● **WHAT TO WORK ON**: Look through the data below for the string "surface", and copy every line where it turns up.

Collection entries
────────────────

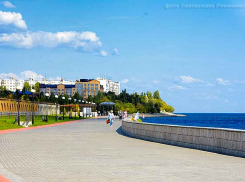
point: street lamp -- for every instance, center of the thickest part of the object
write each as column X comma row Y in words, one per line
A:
column 32, row 91
column 63, row 98
column 83, row 109
column 56, row 96
column 69, row 107
column 75, row 100
column 18, row 97
column 47, row 95
column 79, row 101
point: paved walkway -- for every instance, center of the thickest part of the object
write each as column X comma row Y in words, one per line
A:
column 92, row 151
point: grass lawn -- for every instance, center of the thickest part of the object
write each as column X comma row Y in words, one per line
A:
column 9, row 122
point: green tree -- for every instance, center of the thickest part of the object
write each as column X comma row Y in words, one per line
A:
column 149, row 95
column 27, row 87
column 36, row 87
column 156, row 95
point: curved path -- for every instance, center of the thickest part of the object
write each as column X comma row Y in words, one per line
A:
column 90, row 150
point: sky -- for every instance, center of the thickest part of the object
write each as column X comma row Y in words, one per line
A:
column 193, row 52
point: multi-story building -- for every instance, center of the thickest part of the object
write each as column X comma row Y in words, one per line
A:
column 59, row 89
column 31, row 82
column 56, row 82
column 10, row 84
column 86, row 87
column 109, row 85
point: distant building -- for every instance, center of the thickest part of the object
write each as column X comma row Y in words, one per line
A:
column 31, row 82
column 59, row 89
column 10, row 84
column 86, row 87
column 56, row 82
column 109, row 85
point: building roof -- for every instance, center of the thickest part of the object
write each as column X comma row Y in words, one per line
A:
column 54, row 86
column 85, row 80
column 107, row 104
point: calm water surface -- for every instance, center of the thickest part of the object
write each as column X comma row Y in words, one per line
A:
column 224, row 120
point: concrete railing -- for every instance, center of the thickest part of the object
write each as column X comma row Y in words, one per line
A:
column 224, row 141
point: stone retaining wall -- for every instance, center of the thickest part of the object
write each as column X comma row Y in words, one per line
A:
column 224, row 141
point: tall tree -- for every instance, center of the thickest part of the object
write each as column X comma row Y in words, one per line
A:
column 36, row 87
column 156, row 95
column 27, row 86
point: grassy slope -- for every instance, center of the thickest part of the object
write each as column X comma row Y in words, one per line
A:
column 8, row 122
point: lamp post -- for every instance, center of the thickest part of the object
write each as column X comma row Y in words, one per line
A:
column 18, row 97
column 69, row 107
column 79, row 101
column 63, row 98
column 75, row 100
column 86, row 109
column 56, row 97
column 83, row 109
column 32, row 91
column 47, row 95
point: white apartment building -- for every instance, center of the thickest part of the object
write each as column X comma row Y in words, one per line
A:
column 31, row 82
column 109, row 85
column 57, row 82
column 10, row 84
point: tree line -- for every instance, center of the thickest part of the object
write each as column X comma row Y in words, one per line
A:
column 144, row 102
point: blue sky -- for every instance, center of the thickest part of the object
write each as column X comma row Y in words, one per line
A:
column 193, row 56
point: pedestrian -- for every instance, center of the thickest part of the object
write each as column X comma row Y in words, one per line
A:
column 120, row 114
column 111, row 117
column 125, row 114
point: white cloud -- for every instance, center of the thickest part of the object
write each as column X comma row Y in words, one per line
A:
column 8, row 4
column 125, row 80
column 12, row 18
column 222, row 82
column 188, row 79
column 25, row 75
column 239, row 81
column 156, row 82
column 176, row 87
column 135, row 79
column 30, row 74
column 84, row 41
column 103, row 53
column 115, row 52
column 8, row 75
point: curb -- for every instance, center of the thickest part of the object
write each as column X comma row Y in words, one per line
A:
column 36, row 127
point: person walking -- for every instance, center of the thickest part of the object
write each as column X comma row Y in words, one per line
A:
column 111, row 117
column 125, row 114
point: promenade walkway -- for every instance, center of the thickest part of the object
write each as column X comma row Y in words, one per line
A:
column 89, row 150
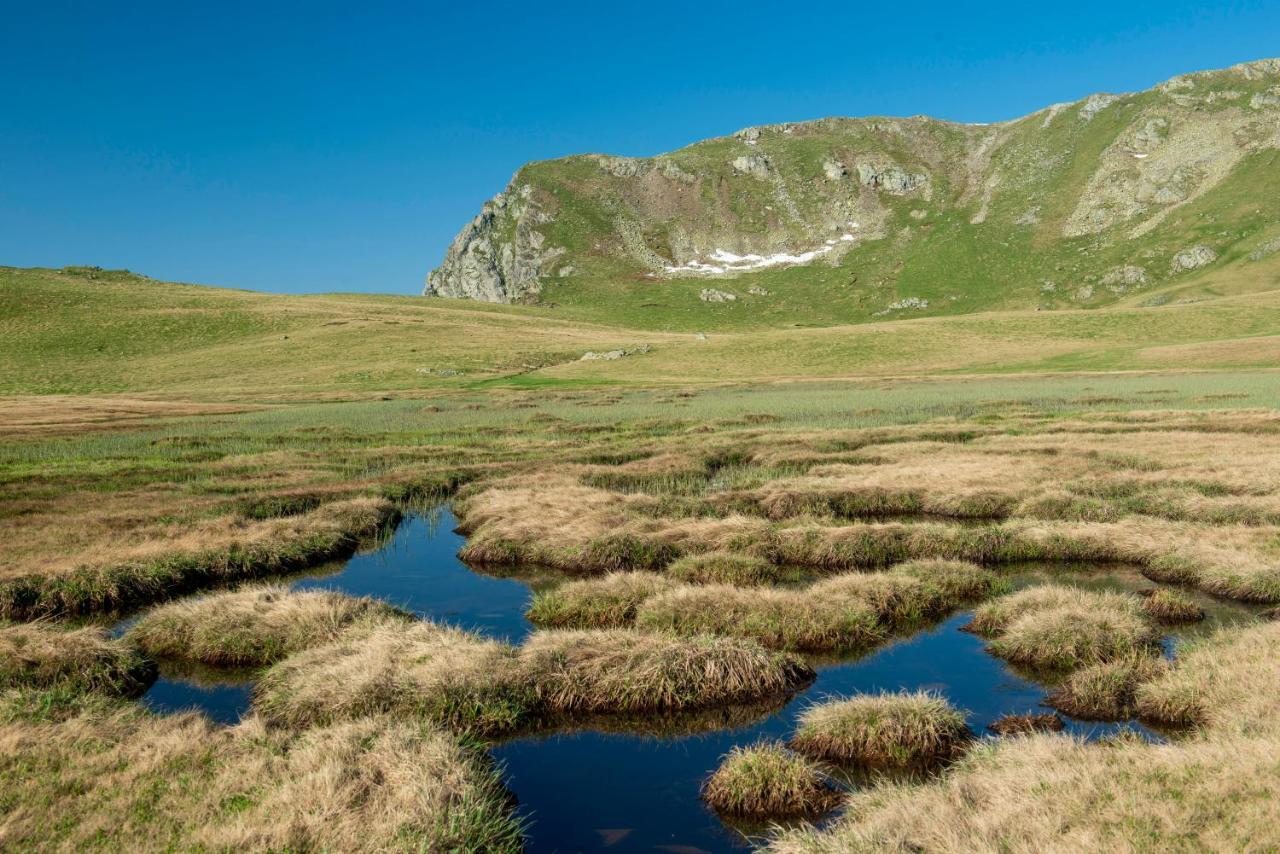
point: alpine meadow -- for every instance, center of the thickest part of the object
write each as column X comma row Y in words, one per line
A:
column 839, row 485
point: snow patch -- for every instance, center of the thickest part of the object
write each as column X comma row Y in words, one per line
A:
column 723, row 261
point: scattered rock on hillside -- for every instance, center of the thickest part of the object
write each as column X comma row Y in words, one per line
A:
column 1192, row 259
column 712, row 295
column 1270, row 247
column 1262, row 100
column 1096, row 104
column 1121, row 278
column 753, row 164
column 891, row 179
column 622, row 167
column 613, row 355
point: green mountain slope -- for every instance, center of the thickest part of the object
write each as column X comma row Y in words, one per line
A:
column 1079, row 205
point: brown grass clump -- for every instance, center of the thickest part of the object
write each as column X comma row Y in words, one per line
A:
column 228, row 552
column 1027, row 724
column 631, row 671
column 608, row 602
column 1074, row 636
column 888, row 730
column 995, row 617
column 1047, row 793
column 254, row 625
column 723, row 567
column 777, row 619
column 177, row 782
column 42, row 656
column 1171, row 606
column 956, row 580
column 896, row 598
column 420, row 670
column 1106, row 692
column 768, row 781
column 1226, row 681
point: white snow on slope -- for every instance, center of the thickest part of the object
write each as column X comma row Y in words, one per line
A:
column 723, row 261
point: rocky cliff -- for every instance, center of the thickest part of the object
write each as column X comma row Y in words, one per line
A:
column 1075, row 204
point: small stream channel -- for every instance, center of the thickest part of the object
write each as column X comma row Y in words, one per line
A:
column 589, row 790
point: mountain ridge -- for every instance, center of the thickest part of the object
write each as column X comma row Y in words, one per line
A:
column 1077, row 204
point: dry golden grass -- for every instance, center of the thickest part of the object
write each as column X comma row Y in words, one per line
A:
column 1074, row 636
column 1214, row 790
column 225, row 551
column 48, row 656
column 1106, row 692
column 768, row 781
column 1047, row 793
column 1189, row 497
column 1171, row 606
column 632, row 671
column 608, row 602
column 254, row 625
column 62, row 414
column 995, row 617
column 777, row 619
column 1225, row 683
column 723, row 567
column 421, row 671
column 117, row 779
column 882, row 730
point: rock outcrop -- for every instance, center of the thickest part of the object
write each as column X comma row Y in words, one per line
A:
column 1115, row 193
column 481, row 265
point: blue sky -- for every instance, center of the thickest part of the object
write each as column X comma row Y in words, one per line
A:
column 305, row 147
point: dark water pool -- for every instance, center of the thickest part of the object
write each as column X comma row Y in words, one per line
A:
column 617, row 790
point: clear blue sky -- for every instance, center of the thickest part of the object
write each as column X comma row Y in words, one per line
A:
column 305, row 147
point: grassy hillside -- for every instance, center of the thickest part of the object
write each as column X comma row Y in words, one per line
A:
column 86, row 330
column 82, row 330
column 1079, row 205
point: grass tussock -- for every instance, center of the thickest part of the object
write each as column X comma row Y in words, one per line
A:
column 1027, row 724
column 421, row 670
column 1047, row 793
column 768, row 781
column 882, row 730
column 145, row 782
column 608, row 602
column 723, row 567
column 897, row 599
column 254, row 625
column 1074, row 636
column 265, row 548
column 80, row 660
column 1106, row 692
column 995, row 617
column 956, row 580
column 776, row 619
column 621, row 671
column 1171, row 606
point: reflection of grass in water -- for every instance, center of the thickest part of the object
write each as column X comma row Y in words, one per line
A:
column 206, row 676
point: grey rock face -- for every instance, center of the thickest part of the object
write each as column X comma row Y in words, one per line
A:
column 480, row 266
column 1192, row 259
column 622, row 167
column 1096, row 104
column 753, row 164
column 891, row 179
column 1124, row 277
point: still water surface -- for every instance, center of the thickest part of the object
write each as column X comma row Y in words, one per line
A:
column 590, row 790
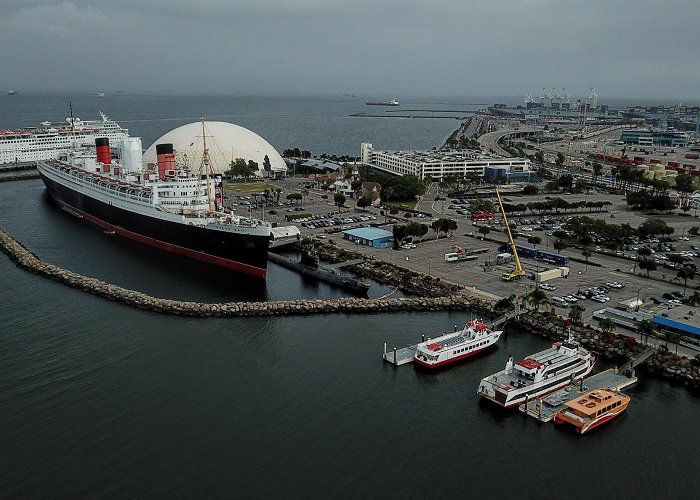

────────────────

● **ANSWER SPACE**:
point: calm water surface -- for every instance, center of the thickest part of the object
point: still water surface -- for every instance, center of the thickest part of the object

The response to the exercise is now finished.